ТЕКСТ ДЛЯ ЧТЕНИЯ:
—————

Приобщение к искусству обнаруживает взаимосвязи, «позволяющие человеку ощутить себя уже не просто нелепой случайностью во вселенной». Я сам вспоминаю, как был взволнован, когда этим летом, за городом, меня посетило пятьдесят студентов, собравшихся со всех концов света — черные и желтые, американцы и советские граждане, — и я констатировал, что со всеми ними могу общаться, говоря о Стендале и Чехове, Мелвилле и Достоевском, Хокусаи и Сезанне. «Искусство — это антисудьба». Оно противопоставляет древнему и дикому Року иную судьбу, дело рук человеческих.
Это своего рода Обретенное Время (в прустовском смысле) в общечеловеческом масштабе. «Победа каждого художника над своим собственным рабством — частица в гигантской панораме торжества искусства над человеческой судьбой». Гуманизм, проповедует Мальро, уже не в том, чтоб сказать (как говорит Гийоме у Сент-Экзюпери): «То, что я сделал, не под силу ни одному животному», но, скорее, в том, чтоб сказать: «Мы отринули все, чего хотело в нас животное, и мы хотим обрести человека повсюду, где сталкиваемся с тем, что нас подавляет». Верующий человек сочтет достаточно уязвимой эту жизнестойкость человека во всех его метаморфозах; термоядерная бомба могла бы завтра уничтожить как витражи Шагала и полотна «голубого» периода Пикассо, так и статуи фараонов мемфисской династии. По правде говоря, это ничего не меняет, ибо тоскливый страх исчез бы вместе с теми, кто его испытывает, и за отсутствием выживших никто не испытывал бы потребность пережить себя. Но «прекрасно, что животное, сознающее свою бренность, вырывает у иронии туманностей песнь созвездий и бросает ее грядущим векам, заставляя их прислушаться к неведомым словам».

—————

[Записи набора данных]
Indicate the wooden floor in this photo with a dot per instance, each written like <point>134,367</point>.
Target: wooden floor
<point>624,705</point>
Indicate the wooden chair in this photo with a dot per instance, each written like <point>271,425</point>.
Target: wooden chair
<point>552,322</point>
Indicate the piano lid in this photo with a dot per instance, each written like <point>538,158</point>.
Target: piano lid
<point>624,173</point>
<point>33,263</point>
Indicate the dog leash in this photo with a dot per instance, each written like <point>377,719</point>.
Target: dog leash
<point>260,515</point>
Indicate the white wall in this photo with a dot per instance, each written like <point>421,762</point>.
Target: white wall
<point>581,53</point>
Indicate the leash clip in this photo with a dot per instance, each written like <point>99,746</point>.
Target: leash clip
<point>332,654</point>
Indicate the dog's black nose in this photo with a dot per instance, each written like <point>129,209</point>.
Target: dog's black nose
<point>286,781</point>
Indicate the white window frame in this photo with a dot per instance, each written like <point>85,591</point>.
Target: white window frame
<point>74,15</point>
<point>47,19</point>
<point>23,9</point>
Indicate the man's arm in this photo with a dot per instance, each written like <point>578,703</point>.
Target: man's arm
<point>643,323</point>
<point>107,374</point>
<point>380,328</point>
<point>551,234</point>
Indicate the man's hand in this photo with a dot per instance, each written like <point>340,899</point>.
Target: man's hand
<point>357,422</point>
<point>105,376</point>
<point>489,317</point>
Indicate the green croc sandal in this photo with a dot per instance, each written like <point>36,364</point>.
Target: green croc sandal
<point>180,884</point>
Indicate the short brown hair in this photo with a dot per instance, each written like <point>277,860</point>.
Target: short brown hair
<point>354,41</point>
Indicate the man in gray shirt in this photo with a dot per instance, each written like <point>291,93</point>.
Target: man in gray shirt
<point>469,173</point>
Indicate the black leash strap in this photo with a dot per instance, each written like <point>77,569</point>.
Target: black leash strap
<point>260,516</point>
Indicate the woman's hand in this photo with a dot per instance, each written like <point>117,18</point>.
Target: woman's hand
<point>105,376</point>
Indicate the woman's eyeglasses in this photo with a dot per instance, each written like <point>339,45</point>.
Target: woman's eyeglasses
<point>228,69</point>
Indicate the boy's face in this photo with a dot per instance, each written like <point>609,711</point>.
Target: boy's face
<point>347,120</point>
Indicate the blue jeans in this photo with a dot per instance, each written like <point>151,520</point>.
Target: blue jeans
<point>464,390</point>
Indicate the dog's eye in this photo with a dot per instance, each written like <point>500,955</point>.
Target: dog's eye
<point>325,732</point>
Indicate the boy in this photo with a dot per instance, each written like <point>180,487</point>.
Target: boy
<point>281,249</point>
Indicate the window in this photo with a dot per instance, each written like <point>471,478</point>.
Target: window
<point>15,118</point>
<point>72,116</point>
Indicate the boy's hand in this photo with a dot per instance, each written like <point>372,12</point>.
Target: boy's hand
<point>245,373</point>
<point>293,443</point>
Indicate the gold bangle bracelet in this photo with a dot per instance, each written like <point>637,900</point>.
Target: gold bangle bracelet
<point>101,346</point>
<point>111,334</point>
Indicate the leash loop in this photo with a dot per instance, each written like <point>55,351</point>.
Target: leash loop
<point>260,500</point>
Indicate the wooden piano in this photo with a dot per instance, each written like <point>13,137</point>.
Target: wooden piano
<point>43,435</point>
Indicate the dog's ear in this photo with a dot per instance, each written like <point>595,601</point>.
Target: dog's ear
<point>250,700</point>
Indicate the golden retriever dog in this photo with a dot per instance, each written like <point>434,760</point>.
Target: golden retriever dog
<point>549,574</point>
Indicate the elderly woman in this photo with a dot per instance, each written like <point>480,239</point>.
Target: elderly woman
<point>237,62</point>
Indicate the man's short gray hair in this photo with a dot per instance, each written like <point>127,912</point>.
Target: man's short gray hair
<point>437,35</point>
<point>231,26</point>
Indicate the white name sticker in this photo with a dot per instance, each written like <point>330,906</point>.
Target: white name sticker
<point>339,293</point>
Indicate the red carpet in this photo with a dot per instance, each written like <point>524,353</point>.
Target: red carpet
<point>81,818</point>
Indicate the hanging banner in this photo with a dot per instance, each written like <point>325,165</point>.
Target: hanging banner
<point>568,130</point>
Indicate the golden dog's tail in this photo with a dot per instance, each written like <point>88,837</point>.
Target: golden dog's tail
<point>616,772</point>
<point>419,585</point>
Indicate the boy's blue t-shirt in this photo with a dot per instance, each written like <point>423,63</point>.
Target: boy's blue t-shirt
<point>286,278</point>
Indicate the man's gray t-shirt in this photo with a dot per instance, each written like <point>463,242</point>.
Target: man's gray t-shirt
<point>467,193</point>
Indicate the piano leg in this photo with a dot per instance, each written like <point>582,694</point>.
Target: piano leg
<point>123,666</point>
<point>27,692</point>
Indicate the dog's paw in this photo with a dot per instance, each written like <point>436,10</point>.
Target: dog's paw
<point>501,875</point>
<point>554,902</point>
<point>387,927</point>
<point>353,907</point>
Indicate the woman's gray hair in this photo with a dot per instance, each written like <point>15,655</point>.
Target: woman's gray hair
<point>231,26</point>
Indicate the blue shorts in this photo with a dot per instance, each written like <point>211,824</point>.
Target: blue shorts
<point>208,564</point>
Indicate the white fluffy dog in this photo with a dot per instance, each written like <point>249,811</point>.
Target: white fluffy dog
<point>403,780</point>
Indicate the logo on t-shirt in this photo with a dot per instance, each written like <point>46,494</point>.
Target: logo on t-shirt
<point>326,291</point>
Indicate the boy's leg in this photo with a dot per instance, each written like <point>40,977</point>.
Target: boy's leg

—————

ЗАДАНИЕ: Напишите, что идет дальше в тексте об искусстве и человеческой судьбе, начиная сразу после его последнего предложения. Данные — отдельный материал, с текстом они не связаны.

РЕЗУЛЬТАТ НИЖЕ:
Эта тема звучит у Пруста в описании смерти Берготта. «Его похоронили, но всю эту ночь похорон в освещенных витринах его книги, разложенные по трое, бодрствовали, как ангелы с распростертыми крыльями, и для того, кто ушел, казалось, были символом воскрешения…». И Мальро отзывается, точно эхо: «В тот вечер, когда еще рисует Рембрандт, все Славные Тени, в том числе тени пещерных художников, не отрывают глаз от колеблющейся руки, ибо от нее зависит, ожить ли им вновь или опять погрузиться в сон… И трепет этой руки, за неуверенным движением которой следят в сумерках тысячелетия, — одно из самых высоких проявлений силы и славы человека». В своей философии искусства Мальро столь же космичен, столь же тяготеет к панорамическому видению, объемлющему столетия, как и в своей философии истории. В искусстве он обрел разменную монету Абсолюта.
Но только разменную монету. Флобер ставил художника выше святого и героя, он требовал от писателя отречения от мира и страстей. «Ты опишешь опьянение, войну и любовь, мой милый, только если сам не пьяница, не любовник, не вояка…» «Такого рода мысль не могла прийти на ум Эсхилу или Корнелю, Гюго или Шатобриану, даже Достоевскому». Мальро, эстетик, справедливо считает, что для произведения искусства гибельна не страсть (как полагал Флобер), а пристрастное стремление что-то доказать. Шедевр может быть «ангажированным», но не дидактичным. Он не должен свидетельствовать в пользу определенной идеи, хотя вполне может менять шкалу эмоциональных ценностей. Так, например, — поставить мужское братство (Сент-Экзюпери) выше доверительного индивидуализма (Стендаль). В сущности, именно это совершил Мальро в своих романах — и в своей жизни. Если б мне предстояло написать биографию Андре Мальро, чего не случится, поскольку он слишком молод, а я слишком стар, я дал бы ей такое — бальзаковское — название: «Андре Мальро, или Поиски Абсолюта».